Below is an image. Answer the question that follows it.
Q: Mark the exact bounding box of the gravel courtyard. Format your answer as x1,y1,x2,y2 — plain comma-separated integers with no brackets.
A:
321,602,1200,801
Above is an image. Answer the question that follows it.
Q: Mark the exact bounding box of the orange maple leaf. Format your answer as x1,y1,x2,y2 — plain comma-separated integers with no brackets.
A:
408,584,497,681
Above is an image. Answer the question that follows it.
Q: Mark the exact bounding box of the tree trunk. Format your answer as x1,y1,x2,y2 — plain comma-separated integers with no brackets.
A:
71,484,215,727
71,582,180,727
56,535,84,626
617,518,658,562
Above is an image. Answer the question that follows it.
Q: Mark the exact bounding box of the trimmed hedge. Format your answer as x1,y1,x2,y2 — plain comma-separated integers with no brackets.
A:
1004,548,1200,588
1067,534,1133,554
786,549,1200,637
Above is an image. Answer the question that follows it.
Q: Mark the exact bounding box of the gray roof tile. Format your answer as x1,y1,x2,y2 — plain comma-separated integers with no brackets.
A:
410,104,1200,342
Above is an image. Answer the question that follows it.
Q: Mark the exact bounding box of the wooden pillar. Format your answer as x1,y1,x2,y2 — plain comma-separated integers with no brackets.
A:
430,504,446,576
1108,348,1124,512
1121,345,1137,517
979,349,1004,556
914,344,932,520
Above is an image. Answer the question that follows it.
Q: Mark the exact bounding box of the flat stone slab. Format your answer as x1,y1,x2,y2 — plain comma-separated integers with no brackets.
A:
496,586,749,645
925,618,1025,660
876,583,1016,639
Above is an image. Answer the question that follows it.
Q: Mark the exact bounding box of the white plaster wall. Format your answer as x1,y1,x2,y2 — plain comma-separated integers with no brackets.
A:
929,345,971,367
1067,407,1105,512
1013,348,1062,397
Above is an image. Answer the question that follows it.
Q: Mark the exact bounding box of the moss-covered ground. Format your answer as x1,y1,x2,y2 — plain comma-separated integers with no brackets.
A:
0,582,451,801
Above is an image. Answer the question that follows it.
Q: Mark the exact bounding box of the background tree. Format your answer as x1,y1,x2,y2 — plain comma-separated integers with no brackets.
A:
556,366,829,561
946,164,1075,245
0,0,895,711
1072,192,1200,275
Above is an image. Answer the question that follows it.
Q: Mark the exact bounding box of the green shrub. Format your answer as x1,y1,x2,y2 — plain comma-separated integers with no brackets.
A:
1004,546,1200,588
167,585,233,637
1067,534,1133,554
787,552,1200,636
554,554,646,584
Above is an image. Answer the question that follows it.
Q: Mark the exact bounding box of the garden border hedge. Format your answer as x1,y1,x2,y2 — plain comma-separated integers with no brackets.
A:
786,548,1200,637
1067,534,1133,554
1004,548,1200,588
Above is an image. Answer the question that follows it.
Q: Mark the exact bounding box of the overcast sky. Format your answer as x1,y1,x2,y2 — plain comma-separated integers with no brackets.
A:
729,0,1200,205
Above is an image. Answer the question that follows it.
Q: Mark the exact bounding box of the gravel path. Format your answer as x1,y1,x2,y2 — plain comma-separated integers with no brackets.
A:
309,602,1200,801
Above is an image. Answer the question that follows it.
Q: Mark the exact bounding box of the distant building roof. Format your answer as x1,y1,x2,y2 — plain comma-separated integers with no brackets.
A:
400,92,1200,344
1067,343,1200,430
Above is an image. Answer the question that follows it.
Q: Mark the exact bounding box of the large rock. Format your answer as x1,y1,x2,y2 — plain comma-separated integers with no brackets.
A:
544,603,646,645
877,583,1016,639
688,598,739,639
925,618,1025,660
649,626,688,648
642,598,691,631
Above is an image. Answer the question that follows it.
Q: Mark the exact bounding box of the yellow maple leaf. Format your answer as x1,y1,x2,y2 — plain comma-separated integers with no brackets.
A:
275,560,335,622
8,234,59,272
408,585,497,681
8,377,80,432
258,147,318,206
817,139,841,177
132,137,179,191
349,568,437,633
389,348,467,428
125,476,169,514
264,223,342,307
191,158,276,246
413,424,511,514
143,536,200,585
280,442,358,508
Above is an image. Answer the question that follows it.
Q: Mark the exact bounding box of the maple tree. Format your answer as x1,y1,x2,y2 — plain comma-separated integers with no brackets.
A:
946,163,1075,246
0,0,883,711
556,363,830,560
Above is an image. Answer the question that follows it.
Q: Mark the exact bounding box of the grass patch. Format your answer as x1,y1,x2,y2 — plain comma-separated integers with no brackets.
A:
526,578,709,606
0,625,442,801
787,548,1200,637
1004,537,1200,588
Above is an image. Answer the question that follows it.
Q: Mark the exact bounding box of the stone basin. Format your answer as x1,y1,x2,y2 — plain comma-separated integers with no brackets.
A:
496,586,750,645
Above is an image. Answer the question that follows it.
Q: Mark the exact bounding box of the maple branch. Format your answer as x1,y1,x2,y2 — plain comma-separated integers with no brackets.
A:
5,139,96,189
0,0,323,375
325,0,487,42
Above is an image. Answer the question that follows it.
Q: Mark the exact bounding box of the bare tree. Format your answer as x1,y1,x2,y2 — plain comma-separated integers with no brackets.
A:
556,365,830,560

※

Directions
Print all of the data above again, line for line, with no changes.

Task output
Below is an image. Answer the question that follows it.
Q: Mark the exact bounding box of the gravel courtyard. Format your answer as x1,y1,x2,y2 — plain comma-separated integers with no brackets.
A:
321,602,1200,801
Above is an image. Answer the question that follows it.
Q: Mark the exact bounding box of the orange maple leaf. Format your answer as x1,y1,x2,y2 — plain comma-separated integers with no brackets.
A:
408,584,497,681
Above is an image. Answer the question that follows it.
Q: Mark the exact bounding box of the tree trunk. Format your answer as x1,y1,x2,y2 — plain comma-separated integers with no brackets.
A:
71,484,215,727
71,582,180,727
56,535,84,626
617,518,658,562
Above is an image. Answer the question that follows it.
Q: Mark the exact bounding box of the trimmed hedge. Format your answer as x1,y1,x2,y2 — plain comma-separated integers with no brackets.
A:
1004,548,1200,588
1067,534,1133,554
786,549,1200,637
Above is an image. Answer the question that follows it.
Q: Mark the exact bounding box of the gray roof tile. Format your answer as x1,y1,x2,y2 — plain comma-separated integers with no brackets.
A:
410,104,1200,342
Above is an image. Answer the question that follows it.
Q: Mark the exact bounding box of the wooden pillar. Format your answer as x1,y1,x2,y2 — plain comma-separated integers with no brackets.
A:
430,504,446,576
1108,348,1124,512
1121,345,1137,517
979,349,1004,556
914,344,932,520
Above is an image. Answer the question that follows it.
Q: Mark the exact bounding box of the flat stone slab. Format your answer as x1,y1,x2,y2 — plain comma-separated integers with no brackets.
A:
496,586,749,645
925,618,1025,660
876,583,1016,639
Above is an image. Answer the question that follows it.
Q: Mark the exact bounding box of the white plaster wall. Format your answer as x1,y1,x2,y2 — plain comma-separated integers with no brackets.
A:
929,345,971,367
1067,407,1105,512
1013,348,1062,397
Above is an image. Answer the question that follows it.
Q: Mark the exact bounding box of the moss-covered ground. Format your answer as x1,y1,x2,y2 — plain comma-separated integers with no brackets.
A:
0,582,451,801
Above is an image. Answer the question that follows it.
Q: Mark the exact bounding box of the background tree. Format your answer as x1,y1,x2,y2 — plain comma-separated integers with no brackets.
A:
556,366,829,561
946,164,1075,245
0,0,895,711
1072,192,1200,275
Above is an image. Answer the question that follows it.
Q: Mark the exact bounding box of the green shrub. Format your answer as x1,y1,x2,y2 — plain comma-separated integers with no brackets.
A:
1004,546,1200,588
167,585,233,637
1067,534,1133,554
787,552,1200,636
554,554,646,584
Above is an image. Answer the question that follows it.
Q: Mark the exact bounding box of the garden border hedge. Format your answer as x1,y1,x2,y2 — plain comma-separated integers with no brackets.
A:
786,548,1200,637
1067,534,1133,554
1004,548,1200,588
Above is an image. Answer the question that follows it.
Q: Mark the exact bounding box of the overcast sky. Format your answer as x1,y1,x2,y2 — plain comma-separated integers with no brackets.
A:
729,0,1200,205
Above is an image. Answer the question that follows it.
Q: Mark the exact bounding box of the gravel path. Format your answer as x1,y1,x2,y2 — plain comma-separated integers with no brackets.
A:
309,602,1200,801
Above is an image. Answer the question that follows it.
Q: Mark the exact bounding box of the distant building roof. Format your answer as x1,y1,x2,y2 — plain comma-separated integers with no brackets.
A:
400,92,1200,344
1067,343,1200,430
Above is an image. Answer the question that follows it.
Q: Mark the exact bounding box of the large rock. Format your answer as x1,y1,x2,y2 — plain comma-separated integers with no brackets.
A:
544,603,646,645
877,583,1016,639
688,598,739,639
925,618,1025,660
649,626,688,648
642,598,691,631
Above is an image. Answer the question that follows it.
Q: Mark the exact bounding box of the yellow maple leaf. Format your answer as x1,y1,x2,y2 — plain comma-separated integers with no brackets.
A:
275,560,335,622
8,234,59,272
408,585,497,681
8,377,80,432
258,147,318,206
817,139,841,177
132,137,179,191
349,568,437,633
389,348,467,428
125,476,169,514
264,223,342,307
191,158,276,246
413,424,511,514
143,536,200,585
280,442,358,508
Above is an image. Answer the question that follows it.
Q: Mark the exact bounding box of the maple tree. Format your answer as x1,y1,x2,y2 — plain comma-separated integers with no brackets.
A:
946,163,1075,246
0,0,883,711
556,363,830,560
Above is an image. Answer the question that follows it.
Q: Mark the exact bounding box of the grass patch. Format your answer as x1,y1,x2,y2 — plain comma-separated integers with no brackets.
A:
526,578,709,606
0,625,442,801
787,548,1200,637
1004,537,1200,588
Above is an image. Answer the question that follows it.
Q: Mark the exact bounding box of the stone basin. Format your answer as x1,y1,x2,y2 — plain comma-separated integers with no brackets.
A:
496,586,750,645
Above is an image. Answer the question that follows it.
Q: Mark the exact bounding box of the maple branch. Format your answer as x1,y1,x2,y2 — plain comma-separated integers with no brackets.
A:
5,139,96,189
0,0,323,375
325,0,487,42
Above is an image. Answer the question that follows it.
Q: Mark the exact bounding box of the bare tree. Format your answer as x1,y1,x2,y2 — plain comma-separated integers with no brackets.
A:
556,365,830,560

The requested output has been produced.